Ask HN: How to ignore guilt while using open source code? - realrocker

Whenever I want to use an open source code(marginally non-trivial functionality, properly licensed), I have this irresistible feeling of guilt and shame. There is something in my head which says, "This code is easy. You are a cheat for using such a simple code. You should write your own". But then I remember the advice of more experienced programmer's about code reuse and focusing on unsolved problems. Even right now, I am in an internal strife between writing my own or using an existing solution. Why do I feet guilt? And how do I completely ignore it?And should I ignore it?
======
Rk0bizaN
Is your identity wrapped up in being a super-competent programmer who can do
everything by himself?

<http://www.paulgraham.com/identity.html>

I can suggest three approaches to not feeling guilt over using other people's
code:

1) Get "writing difficult programs" out of your system by writing some really
difficult programs. Don't let it contaminate your more practical work.

[Data listing]
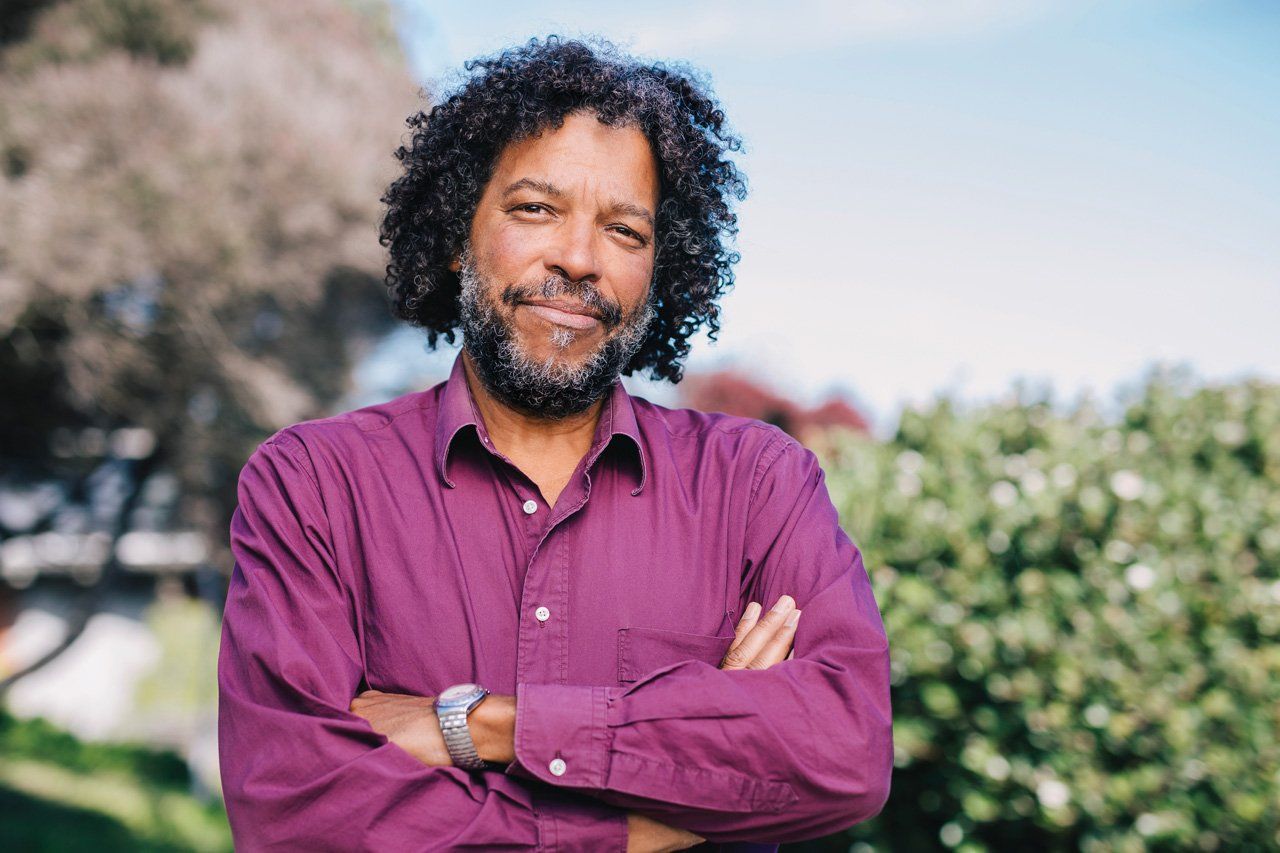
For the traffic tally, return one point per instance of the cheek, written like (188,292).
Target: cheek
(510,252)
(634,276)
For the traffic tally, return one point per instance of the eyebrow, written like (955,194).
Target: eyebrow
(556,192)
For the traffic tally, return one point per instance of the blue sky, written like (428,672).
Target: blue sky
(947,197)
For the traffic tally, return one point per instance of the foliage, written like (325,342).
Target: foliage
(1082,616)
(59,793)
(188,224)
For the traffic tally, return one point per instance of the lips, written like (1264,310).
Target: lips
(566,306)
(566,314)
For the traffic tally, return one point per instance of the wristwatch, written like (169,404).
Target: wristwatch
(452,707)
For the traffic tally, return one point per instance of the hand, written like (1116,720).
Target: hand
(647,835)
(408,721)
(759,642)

_REQUIREMENTS_
1. Answer these questions about the forum thread on guilt over using open source code:
(a) According to the original poster, what does the voice in their head say they should do instead of using simple code?
(b) What two things does the advice of more experienced programmers focus on?
(c) How many approaches does the reply say it can suggest for not feeling guilt over using other people's code?
2. Carry on the forum thread about guilt over using open source code, picking up right after its last sentence.

_ANSWERS BY TASK_
1.
(a) "You should write your own."
(b) Code reuse and focusing on unsolved problems.
(c) Three.

2.
Optimize separately.[1]

2) Notice inconsistencies related to the guilt - can you do more good in the
world with the time and money saved by reusing existing code? Know the
concrete thing you're trying to achieve, and remind yourself of it when you
feel guilt over trivial things. Another inconsistency: you probably don't feel
guilt over using Intel processors or Linux or all the amenities of
civilization.

3) The nuclear option - hundreds of hours of meditation. If you can notice the
guilt over and over again, or repeatedly ask yourself _who_ is feeling the
guilt, you are almost certain to attain mastery over these unwanted thought
patterns. See [2]

[1]
[http://lesswrong.com/lw/6z/purchase_fuzzies_and_utilons_sepa...](http://lesswrong.com/lw/6z/purchase_fuzzies_and_utilons_separately/)

[2] [http://sharanam.tumblr.com/post/865951869/kenneth-folk-a-
sys...](http://sharanam.tumblr.com/post/865951869/kenneth-folk-a-systematic-
approach)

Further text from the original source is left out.